* [What is being asked] Write out the complete material exactly as it stands.

* [Records shown]

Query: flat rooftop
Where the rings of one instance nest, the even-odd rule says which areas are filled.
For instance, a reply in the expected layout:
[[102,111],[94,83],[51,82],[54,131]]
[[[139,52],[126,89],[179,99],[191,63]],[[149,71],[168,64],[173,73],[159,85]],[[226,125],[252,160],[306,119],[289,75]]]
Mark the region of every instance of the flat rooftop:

* [Solution below]
Query: flat rooftop
Where the rings of one instance nest, the even-odd rule says which areas are filled.
For instance, a reply in the expected layout:
[[102,111],[94,83],[51,82],[54,131]]
[[[139,52],[126,89],[179,99],[191,63]],[[149,71],[168,64],[173,73],[159,85]],[[226,125],[252,160],[306,119],[289,75]]]
Mark the region of every instance of the flat rooftop:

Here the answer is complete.